博客日记:
===

Sunday, December 26, 2010

一颗心

最近,身边有太多太多的事情发生了。

今天早上的事情,让我一整天的心情都不好受。
到了傍晚,我的心里越来越重,压得我想哭。
所以就决定插手,亲自打电话并主动去了解。

回家的路上,我一直在自责,因为忽然觉得自己好像很多事,也自己骂自己,为什么没事找事来烦,把自己搞到好像这个又关我事,那个又关我事。

慢慢开始回想这几个月里,到底把多少个人的烦恼往身上扛,忽然想起一件很好笑的事,为什么我的头脑可以记得别人的烦恼,可是却忘记了自己要做的事情?难道我把脑海的空位统统装满了别人的烦恼?= ='''

这也许是神给我的恩赐,祂给我一颗细小的心,让我能看见细小的事。

谢谢祂,给我这样的一颗心。
谢谢祂,给我一双愿意倾听的耳朵。
谢谢祂,教导我如何去感受别人的感受。
谢谢祂,给我足够的恩典。
否则,我觉得我已经发疯了。

在我们的生命里面,总有起起落落的时候。
无论事情如排山倒海般冲向我们,
只要坚守自己的岗位,
举起基督的旗,
就可以了。

可是不要忘记每一件事情背后,
总有一个要点,
是上帝要我们学习的。

Saturday, December 25, 2010

Oh NOOOOOOOOOO!

today is Christmas day, and today is also the first Christmas throughout my 22 Christmas, that I din go to church and remember my Lord's birthday.

I felt so bad, it was my fault because i din hear my alarm ringing, because i was too tired after a long day yesterday. I woke up when my aunt call me and ask me why i didnt go and fetch her to church, then i look at the clock, oh no! it was almost 10am.

so i go out and ask my mum why she didnt wake me when she hear my alarm, she start to scold me and she also say "why i want to call you to wake up, I dont want. when you want to go petra you will automatic wake up, when go pj then you wont wake up, bla bla bla......."

i admit it was my fault because i am too tired until i didnt hear the alarm rang. but i just dont understand why my mum always want to think that way she did. sigh...

sorry Lord, that I have made a very very silly mistake on the Christmas of year 2010.

Sunday, December 12, 2010

Mum

Mum,

If i died young, this is the message that i left for you, i know you cant understand, but i know there will be people read this to you and translate it to you.

Ma, no matter how many times you throw my things away before you get my agreement; no matter how hard you scold me about the mindset that you have; no matter how many times you slap me on my face. it doesnt matter, you are still my mother.

again and again, i keep on repeating about the work that God has given to me, it might be very very small, and it doesnt even really count as 'a matter' in your eyes. but again and again i beg you, dont assume yuke bin is the reason that i choose to serve there, i told you for many many times, it may be yes for previously, but not now, not anymore. he is not a reason for me to be there every saturday since year 2010. i had let go of it, why cant you?

===

数据集节选:
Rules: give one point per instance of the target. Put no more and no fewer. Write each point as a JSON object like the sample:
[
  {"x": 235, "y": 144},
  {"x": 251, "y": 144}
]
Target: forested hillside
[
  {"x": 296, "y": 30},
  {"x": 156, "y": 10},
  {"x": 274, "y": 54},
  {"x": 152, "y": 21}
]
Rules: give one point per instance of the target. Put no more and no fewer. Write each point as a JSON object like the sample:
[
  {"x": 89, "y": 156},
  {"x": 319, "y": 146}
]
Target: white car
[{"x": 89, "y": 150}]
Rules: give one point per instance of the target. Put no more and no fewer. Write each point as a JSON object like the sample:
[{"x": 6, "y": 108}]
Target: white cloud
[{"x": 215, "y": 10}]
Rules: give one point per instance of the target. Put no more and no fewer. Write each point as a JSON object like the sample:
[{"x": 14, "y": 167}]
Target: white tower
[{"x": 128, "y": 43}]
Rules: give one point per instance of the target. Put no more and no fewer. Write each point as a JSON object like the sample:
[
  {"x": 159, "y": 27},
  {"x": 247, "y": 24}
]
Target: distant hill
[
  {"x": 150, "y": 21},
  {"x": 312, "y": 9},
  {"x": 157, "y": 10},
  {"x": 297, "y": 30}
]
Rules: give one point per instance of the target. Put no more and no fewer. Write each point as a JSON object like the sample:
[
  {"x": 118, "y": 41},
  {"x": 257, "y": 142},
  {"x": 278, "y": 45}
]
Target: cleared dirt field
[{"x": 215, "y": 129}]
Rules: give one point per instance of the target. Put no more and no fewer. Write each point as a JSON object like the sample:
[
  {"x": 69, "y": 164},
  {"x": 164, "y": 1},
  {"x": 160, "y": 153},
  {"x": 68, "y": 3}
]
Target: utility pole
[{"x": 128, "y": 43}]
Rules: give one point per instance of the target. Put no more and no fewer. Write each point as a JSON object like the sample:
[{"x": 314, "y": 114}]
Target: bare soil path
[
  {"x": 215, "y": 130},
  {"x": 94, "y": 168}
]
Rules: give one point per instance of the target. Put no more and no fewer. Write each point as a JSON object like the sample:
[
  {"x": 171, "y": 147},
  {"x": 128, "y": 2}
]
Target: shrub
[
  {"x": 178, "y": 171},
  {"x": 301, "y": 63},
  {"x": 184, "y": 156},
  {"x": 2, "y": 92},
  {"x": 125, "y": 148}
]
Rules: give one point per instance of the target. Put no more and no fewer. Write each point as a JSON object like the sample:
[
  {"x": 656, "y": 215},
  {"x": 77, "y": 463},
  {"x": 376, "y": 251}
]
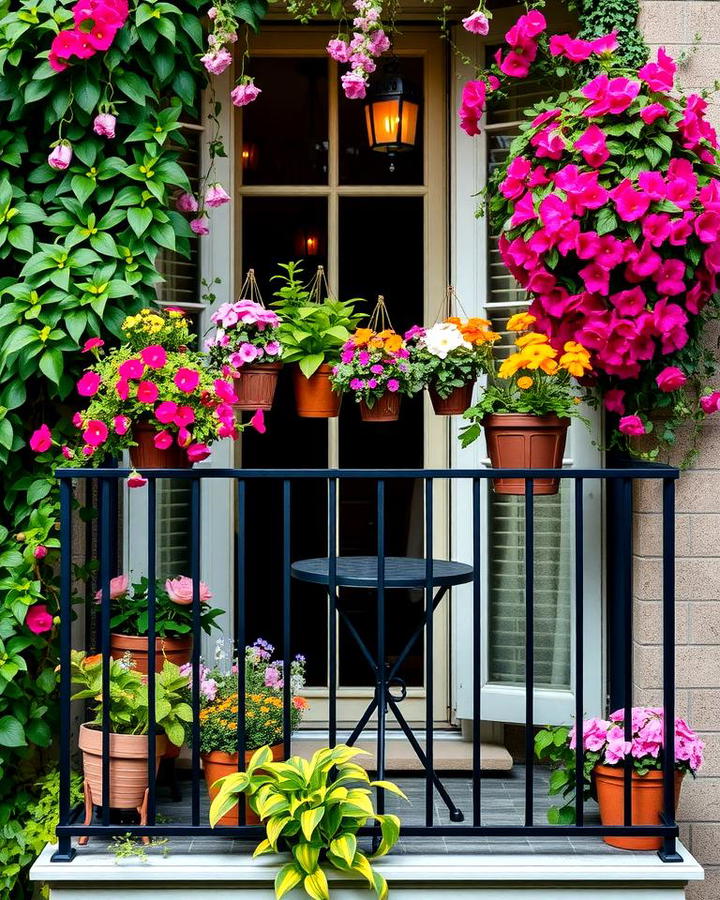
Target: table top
[{"x": 400, "y": 572}]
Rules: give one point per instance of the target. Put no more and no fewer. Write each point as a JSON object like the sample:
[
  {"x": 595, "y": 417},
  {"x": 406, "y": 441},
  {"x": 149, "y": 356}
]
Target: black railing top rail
[{"x": 634, "y": 472}]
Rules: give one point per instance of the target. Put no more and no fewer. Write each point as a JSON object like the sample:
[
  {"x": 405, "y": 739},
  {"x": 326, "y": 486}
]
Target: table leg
[{"x": 456, "y": 815}]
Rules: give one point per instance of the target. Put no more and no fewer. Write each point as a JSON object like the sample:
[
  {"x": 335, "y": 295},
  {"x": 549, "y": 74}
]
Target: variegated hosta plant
[{"x": 316, "y": 807}]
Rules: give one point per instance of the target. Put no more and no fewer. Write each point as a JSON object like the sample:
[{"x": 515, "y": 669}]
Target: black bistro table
[{"x": 391, "y": 573}]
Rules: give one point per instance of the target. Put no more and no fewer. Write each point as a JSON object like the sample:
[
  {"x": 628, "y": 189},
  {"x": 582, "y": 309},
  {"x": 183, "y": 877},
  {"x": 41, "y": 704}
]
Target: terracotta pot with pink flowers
[
  {"x": 246, "y": 347},
  {"x": 605, "y": 751},
  {"x": 129, "y": 620},
  {"x": 152, "y": 396}
]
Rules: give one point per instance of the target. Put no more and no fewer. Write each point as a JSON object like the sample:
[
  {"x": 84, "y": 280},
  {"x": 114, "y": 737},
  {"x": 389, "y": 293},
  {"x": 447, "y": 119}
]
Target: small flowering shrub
[
  {"x": 373, "y": 363},
  {"x": 173, "y": 606},
  {"x": 609, "y": 212},
  {"x": 171, "y": 390},
  {"x": 313, "y": 329},
  {"x": 536, "y": 379},
  {"x": 604, "y": 744},
  {"x": 246, "y": 333},
  {"x": 264, "y": 704},
  {"x": 129, "y": 709},
  {"x": 453, "y": 353}
]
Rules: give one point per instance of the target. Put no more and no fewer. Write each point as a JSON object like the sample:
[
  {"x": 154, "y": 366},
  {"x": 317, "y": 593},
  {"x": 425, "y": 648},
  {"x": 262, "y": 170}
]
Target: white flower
[{"x": 443, "y": 338}]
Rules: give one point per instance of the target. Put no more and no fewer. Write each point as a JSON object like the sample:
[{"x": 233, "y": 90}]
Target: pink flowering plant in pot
[
  {"x": 605, "y": 751},
  {"x": 609, "y": 212},
  {"x": 151, "y": 396}
]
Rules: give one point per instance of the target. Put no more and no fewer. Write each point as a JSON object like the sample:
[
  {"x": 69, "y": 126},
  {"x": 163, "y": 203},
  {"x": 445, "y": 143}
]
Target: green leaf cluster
[{"x": 313, "y": 809}]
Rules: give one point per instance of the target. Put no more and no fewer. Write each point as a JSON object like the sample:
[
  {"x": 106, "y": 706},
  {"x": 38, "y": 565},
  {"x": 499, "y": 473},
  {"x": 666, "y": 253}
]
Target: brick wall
[{"x": 674, "y": 24}]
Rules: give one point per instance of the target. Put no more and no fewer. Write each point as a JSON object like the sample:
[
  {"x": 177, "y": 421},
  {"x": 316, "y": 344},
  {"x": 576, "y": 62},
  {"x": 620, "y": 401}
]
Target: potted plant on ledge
[
  {"x": 129, "y": 726},
  {"x": 247, "y": 346},
  {"x": 173, "y": 619},
  {"x": 526, "y": 408},
  {"x": 264, "y": 693},
  {"x": 313, "y": 330},
  {"x": 605, "y": 751},
  {"x": 153, "y": 397},
  {"x": 450, "y": 356}
]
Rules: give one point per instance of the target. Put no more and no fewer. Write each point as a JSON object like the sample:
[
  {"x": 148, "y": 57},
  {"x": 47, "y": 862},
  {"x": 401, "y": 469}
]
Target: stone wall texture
[{"x": 691, "y": 27}]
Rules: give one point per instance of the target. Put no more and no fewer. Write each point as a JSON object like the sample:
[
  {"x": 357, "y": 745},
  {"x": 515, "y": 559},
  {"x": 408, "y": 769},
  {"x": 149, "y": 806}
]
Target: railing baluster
[
  {"x": 105, "y": 560},
  {"x": 626, "y": 530},
  {"x": 152, "y": 557},
  {"x": 65, "y": 851},
  {"x": 529, "y": 648},
  {"x": 477, "y": 654},
  {"x": 579, "y": 638},
  {"x": 287, "y": 509},
  {"x": 429, "y": 711},
  {"x": 669, "y": 853},
  {"x": 195, "y": 575},
  {"x": 332, "y": 612},
  {"x": 381, "y": 683},
  {"x": 240, "y": 630}
]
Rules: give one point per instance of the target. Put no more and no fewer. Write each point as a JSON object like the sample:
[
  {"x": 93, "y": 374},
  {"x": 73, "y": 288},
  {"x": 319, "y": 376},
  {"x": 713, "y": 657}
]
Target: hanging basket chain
[
  {"x": 251, "y": 289},
  {"x": 380, "y": 319}
]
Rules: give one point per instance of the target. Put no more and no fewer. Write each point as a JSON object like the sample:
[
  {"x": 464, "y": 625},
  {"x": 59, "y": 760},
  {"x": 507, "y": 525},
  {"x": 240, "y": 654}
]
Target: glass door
[{"x": 310, "y": 189}]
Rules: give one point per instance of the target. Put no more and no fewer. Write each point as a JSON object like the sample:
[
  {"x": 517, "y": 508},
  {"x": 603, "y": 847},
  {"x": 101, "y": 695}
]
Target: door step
[{"x": 450, "y": 753}]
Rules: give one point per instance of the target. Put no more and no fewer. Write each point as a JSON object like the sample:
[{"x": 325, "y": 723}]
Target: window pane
[
  {"x": 361, "y": 165},
  {"x": 389, "y": 233},
  {"x": 285, "y": 132},
  {"x": 278, "y": 229}
]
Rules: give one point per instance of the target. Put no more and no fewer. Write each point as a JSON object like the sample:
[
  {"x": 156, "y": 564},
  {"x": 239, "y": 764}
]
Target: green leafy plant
[
  {"x": 173, "y": 607},
  {"x": 312, "y": 330},
  {"x": 312, "y": 809},
  {"x": 129, "y": 708}
]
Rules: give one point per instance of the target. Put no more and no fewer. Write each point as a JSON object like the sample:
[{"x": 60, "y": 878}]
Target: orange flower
[{"x": 362, "y": 336}]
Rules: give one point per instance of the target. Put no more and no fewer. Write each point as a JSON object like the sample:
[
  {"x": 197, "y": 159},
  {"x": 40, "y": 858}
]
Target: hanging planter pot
[
  {"x": 314, "y": 396},
  {"x": 523, "y": 441},
  {"x": 175, "y": 650},
  {"x": 455, "y": 403},
  {"x": 218, "y": 764},
  {"x": 647, "y": 803},
  {"x": 147, "y": 456},
  {"x": 255, "y": 387},
  {"x": 385, "y": 409}
]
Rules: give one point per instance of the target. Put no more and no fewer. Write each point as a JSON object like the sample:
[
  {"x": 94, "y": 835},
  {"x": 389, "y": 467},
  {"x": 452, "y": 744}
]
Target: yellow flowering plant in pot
[
  {"x": 526, "y": 408},
  {"x": 313, "y": 810}
]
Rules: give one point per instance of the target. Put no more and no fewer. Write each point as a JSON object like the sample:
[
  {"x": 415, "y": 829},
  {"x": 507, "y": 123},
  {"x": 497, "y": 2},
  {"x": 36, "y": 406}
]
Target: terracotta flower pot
[
  {"x": 147, "y": 456},
  {"x": 255, "y": 388},
  {"x": 176, "y": 650},
  {"x": 217, "y": 764},
  {"x": 128, "y": 766},
  {"x": 385, "y": 409},
  {"x": 518, "y": 441},
  {"x": 647, "y": 803},
  {"x": 455, "y": 403},
  {"x": 314, "y": 396}
]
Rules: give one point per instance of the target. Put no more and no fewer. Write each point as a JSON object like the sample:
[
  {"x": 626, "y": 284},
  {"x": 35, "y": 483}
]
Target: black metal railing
[{"x": 618, "y": 481}]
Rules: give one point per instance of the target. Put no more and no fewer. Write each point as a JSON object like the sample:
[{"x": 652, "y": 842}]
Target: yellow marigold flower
[
  {"x": 533, "y": 338},
  {"x": 520, "y": 322}
]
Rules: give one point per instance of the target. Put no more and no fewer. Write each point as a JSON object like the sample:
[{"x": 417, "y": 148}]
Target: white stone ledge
[{"x": 422, "y": 877}]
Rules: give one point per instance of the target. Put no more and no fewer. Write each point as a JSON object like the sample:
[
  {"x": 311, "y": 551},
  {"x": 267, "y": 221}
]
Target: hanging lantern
[{"x": 391, "y": 114}]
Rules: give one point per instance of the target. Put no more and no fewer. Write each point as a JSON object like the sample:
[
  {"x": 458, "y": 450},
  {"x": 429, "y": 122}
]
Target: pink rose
[
  {"x": 41, "y": 440},
  {"x": 104, "y": 124},
  {"x": 671, "y": 379},
  {"x": 60, "y": 156},
  {"x": 180, "y": 591},
  {"x": 118, "y": 587},
  {"x": 38, "y": 619}
]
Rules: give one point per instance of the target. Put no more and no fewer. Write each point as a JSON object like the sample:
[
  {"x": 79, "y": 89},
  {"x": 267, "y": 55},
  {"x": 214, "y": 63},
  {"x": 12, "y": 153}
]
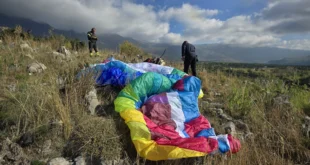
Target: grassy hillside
[
  {"x": 304, "y": 61},
  {"x": 206, "y": 52},
  {"x": 267, "y": 111}
]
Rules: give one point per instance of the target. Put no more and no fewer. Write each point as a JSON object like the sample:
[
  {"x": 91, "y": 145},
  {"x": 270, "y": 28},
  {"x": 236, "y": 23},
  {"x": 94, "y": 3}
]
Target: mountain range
[{"x": 205, "y": 52}]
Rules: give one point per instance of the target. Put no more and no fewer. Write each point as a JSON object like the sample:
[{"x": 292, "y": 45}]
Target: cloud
[
  {"x": 292, "y": 16},
  {"x": 108, "y": 16},
  {"x": 144, "y": 22}
]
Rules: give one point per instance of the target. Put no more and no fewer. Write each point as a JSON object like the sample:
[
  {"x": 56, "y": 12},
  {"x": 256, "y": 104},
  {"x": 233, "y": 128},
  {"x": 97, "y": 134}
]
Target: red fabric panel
[
  {"x": 159, "y": 113},
  {"x": 179, "y": 85},
  {"x": 166, "y": 135},
  {"x": 164, "y": 131},
  {"x": 193, "y": 127}
]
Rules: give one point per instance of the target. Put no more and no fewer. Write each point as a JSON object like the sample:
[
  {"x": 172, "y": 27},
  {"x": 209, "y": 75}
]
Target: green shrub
[{"x": 130, "y": 49}]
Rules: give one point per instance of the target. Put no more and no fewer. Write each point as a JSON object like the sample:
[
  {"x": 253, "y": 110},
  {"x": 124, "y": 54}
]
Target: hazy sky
[{"x": 280, "y": 23}]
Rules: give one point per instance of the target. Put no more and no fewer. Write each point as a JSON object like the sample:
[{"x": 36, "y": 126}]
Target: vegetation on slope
[{"x": 36, "y": 105}]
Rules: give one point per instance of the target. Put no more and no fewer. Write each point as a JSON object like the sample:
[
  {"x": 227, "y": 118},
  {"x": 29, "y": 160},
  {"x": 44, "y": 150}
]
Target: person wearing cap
[
  {"x": 92, "y": 42},
  {"x": 189, "y": 57}
]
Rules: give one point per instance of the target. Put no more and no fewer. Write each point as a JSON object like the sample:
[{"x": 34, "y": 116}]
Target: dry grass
[{"x": 38, "y": 102}]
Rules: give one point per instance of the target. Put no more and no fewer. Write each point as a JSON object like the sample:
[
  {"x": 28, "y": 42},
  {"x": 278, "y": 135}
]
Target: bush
[{"x": 130, "y": 49}]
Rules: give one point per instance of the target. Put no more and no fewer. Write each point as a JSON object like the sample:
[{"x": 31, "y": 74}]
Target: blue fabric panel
[
  {"x": 189, "y": 105},
  {"x": 206, "y": 133}
]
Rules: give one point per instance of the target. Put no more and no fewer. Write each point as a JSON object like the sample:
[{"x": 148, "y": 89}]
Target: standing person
[
  {"x": 189, "y": 57},
  {"x": 92, "y": 41}
]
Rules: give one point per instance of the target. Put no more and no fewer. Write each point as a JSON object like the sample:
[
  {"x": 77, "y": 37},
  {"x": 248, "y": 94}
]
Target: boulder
[
  {"x": 58, "y": 161},
  {"x": 92, "y": 100},
  {"x": 36, "y": 67},
  {"x": 26, "y": 47}
]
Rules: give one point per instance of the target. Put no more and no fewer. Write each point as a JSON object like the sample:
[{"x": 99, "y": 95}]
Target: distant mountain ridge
[
  {"x": 301, "y": 61},
  {"x": 206, "y": 52}
]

===

任务与练习:
1. 博客日记中题为《一颗心》的那篇里，作者感谢祂给了自己一双什么样的耳朵？
2. 请从最后一句之后接着写这篇博客日记。
这些条目与此处无关。

任务答案:
1. 一双愿意倾听的耳朵。

2.
Ma, the reason i be there is i can see myself grow and learn to love people. not because of the broken bgr that u thought. i have told you for so many times, but yet, you still insisted it is. i am glad that i was born in a Christian family, and i also thank God for the things that He tought me through CMC throughout the years. i believe He has prepared me for a greater purpose, why cant you stand up and look a bit further and have a little faith?

there are so many things that i told you to make you understand, but everytime you will end up shouted at me and say i abondoned you. i am trying not to, because i know you only have 1 child, which is me. i did not forget that, i am trying my best to do things that i can with the ability that i have, but you demands me to follow exactly every single word you said, when i choose not to obey, then you will start to scold me and angry at me.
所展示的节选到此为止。